*** Excerpted passage ***

JAY – Jay High School students Jeremy Breton, Adam DeSanctis and Jenna Lord presided over an hour-long informational meeting Tuesday night on source-water quality and protection in Jay and Livermore Falls.
The meeting, held in the Jay Middle School cafeteria, was attended by close to 20 people, and began with data on the quality of water in the ponds serving the Jay-Livermore Falls Water District.
“Over 3,000 people in Jay and Livermore Falls get their water from Moose Hill and Little Parker Ponds,” said Lord, 17, a Jay High School senior. “The water is pretty safe, but we do have concerns about protecting the ponds from contamination.”
Lord speaks from experience, having spent the past four years working with fellow Jay High School students to monitor water quality in Little Parker Pond under the guidance of adviser and science teacher Rob Taylor.
According to Taylor, the project began in 1994 when he partnered with Doug Burdo of the Livermore Falls Water District to teach the students conservation techniques with the water district’s equipment – gaining valuable data for the towns in the process.
“This has been a wonderful experience for the students. They’re doing real science,” said Taylor. “Their findings have been published by the Maine Volunteer Lake Monitoring Program.”
While data indicates that Little Parker Pond is healthy, Lord also mentioned that, since the pond plays a bigger role in the town’s water consumption than previously thought, the municipality might “want to vote on some restrictions” on use of the pond.
“Many of us don’t realize that Little Parker Pond has become a primary source for our drinking water,” said Taylor. “It used to be considered a backup, but now, when every day in summer we’re pumping up to capacity from Moose Hill Pond, Little Parker has become much more important.”
Lord noted that while most sources of drinking water have numerous surface use restrictions placed upon them by municipalities, Little Parker Pond has relatively few. “There’s no swimming, boating or pets allowed around Moose Hill Pond,” she said, “but you can do all of that at Little Parker.”

*** End of Excerpted passage ***

# What is expected
Reproduce the news article about the Jay High School students' meeting on source-water protection word for word.

*** Exercise data ***

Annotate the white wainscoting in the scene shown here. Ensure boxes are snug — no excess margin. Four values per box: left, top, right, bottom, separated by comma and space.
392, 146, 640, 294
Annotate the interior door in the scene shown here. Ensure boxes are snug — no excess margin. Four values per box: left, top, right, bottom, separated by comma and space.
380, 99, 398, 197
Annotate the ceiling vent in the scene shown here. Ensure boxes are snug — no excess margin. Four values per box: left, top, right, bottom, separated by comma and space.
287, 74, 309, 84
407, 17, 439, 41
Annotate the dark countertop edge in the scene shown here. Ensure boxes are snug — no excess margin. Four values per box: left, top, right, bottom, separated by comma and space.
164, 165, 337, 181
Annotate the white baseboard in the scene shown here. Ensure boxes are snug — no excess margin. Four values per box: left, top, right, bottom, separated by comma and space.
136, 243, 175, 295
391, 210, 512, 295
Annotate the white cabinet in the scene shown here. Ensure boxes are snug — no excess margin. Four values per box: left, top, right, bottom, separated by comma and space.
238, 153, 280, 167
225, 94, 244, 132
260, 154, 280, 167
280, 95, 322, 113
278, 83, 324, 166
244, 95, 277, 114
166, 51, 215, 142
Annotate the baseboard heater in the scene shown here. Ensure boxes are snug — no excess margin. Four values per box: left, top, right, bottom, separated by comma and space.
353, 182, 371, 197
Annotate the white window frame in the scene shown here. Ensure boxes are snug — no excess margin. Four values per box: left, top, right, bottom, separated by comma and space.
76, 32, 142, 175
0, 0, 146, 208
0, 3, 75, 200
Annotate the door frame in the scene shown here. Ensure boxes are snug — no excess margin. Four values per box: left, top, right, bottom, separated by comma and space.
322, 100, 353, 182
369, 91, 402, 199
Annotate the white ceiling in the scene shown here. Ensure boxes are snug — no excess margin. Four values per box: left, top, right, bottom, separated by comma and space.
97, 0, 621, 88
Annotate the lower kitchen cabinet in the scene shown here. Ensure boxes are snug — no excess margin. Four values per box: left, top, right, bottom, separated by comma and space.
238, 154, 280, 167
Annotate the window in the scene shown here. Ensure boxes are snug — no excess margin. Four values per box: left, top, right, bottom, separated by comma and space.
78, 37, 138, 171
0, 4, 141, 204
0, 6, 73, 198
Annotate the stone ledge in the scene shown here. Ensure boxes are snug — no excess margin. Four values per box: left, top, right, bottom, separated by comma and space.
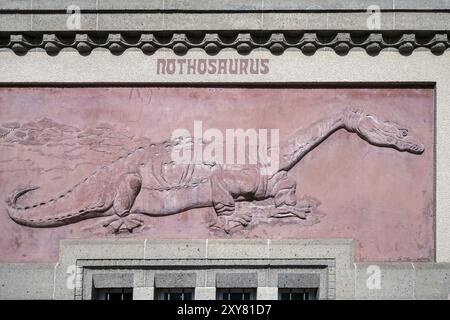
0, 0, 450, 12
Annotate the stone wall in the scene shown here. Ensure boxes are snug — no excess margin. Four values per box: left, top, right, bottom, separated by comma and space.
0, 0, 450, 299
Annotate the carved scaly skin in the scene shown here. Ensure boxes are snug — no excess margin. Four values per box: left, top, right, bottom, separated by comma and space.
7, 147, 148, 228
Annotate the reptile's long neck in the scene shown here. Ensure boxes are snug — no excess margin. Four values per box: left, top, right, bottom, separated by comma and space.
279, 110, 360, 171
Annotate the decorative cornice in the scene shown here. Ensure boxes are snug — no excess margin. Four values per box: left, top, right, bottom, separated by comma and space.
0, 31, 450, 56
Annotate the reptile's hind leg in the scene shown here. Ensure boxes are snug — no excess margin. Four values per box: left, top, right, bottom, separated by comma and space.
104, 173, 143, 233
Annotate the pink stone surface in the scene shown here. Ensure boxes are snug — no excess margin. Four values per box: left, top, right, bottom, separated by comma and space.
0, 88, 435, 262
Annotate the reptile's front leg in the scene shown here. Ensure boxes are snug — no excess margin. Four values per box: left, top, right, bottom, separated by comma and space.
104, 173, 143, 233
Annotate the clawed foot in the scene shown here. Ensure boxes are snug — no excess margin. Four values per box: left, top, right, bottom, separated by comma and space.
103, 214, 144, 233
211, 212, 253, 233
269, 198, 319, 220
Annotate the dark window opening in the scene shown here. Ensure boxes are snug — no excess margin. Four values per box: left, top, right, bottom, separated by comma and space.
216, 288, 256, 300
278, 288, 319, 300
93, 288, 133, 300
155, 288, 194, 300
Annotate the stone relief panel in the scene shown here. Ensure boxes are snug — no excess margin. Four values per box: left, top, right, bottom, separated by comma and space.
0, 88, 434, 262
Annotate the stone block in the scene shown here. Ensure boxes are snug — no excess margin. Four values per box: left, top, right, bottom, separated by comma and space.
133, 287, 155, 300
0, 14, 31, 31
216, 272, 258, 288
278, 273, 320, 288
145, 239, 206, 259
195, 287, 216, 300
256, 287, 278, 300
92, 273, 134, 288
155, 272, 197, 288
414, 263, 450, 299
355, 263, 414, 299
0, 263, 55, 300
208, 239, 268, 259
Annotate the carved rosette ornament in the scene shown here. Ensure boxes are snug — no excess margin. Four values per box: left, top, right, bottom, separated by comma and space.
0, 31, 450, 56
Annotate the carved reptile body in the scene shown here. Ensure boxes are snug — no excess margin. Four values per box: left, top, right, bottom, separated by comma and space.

*** End of Exercise data ***

# Exercise output
JAY – Jay High School students Jeremy Breton, Adam DeSanctis and Jenna Lord presided over an hour-long informational meeting Tuesday night on source-water quality and protection in Jay and Livermore Falls.
The meeting, held in the Jay Middle School cafeteria, was attended by close to 20 people, and began with data on the quality of water in the ponds serving the Jay-Livermore Falls Water District.
“Over 3,000 people in Jay and Livermore Falls get their water from Moose Hill and Little Parker Ponds,” said Lord, 17, a Jay High School senior. “The water is pretty safe, but we do have concerns about protecting the ponds from contamination.”
Lord speaks from experience, having spent the past four years working with fellow Jay High School students to monitor water quality in Little Parker Pond under the guidance of adviser and science teacher Rob Taylor.
According to Taylor, the project began in 1994 when he partnered with Doug Burdo of the Livermore Falls Water District to teach the students conservation techniques with the water district’s equipment – gaining valuable data for the towns in the process.
“This has been a wonderful experience for the students. They’re doing real science,” said Taylor. “Their findings have been published by the Maine Volunteer Lake Monitoring Program.”
While data indicates that Little Parker Pond is healthy, Lord also mentioned that, since the pond plays a bigger role in the town’s water consumption than previously thought, the municipality might “want to vote on some restrictions” on use of the pond.
“Many of us don’t realize that Little Parker Pond has become a primary source for our drinking water,” said Taylor. “It used to be considered a backup, but now, when every day in summer we’re pumping up to capacity from Moose Hill Pond, Little Parker has become much more important.”
Lord noted that while most sources of drinking water have numerous surface use restrictions placed upon them by municipalities, Little Parker Pond has relatively few. “There’s no swimming, boating or pets allowed around Moose Hill Pond,” she said, “but you can do all of that at Little Parker.”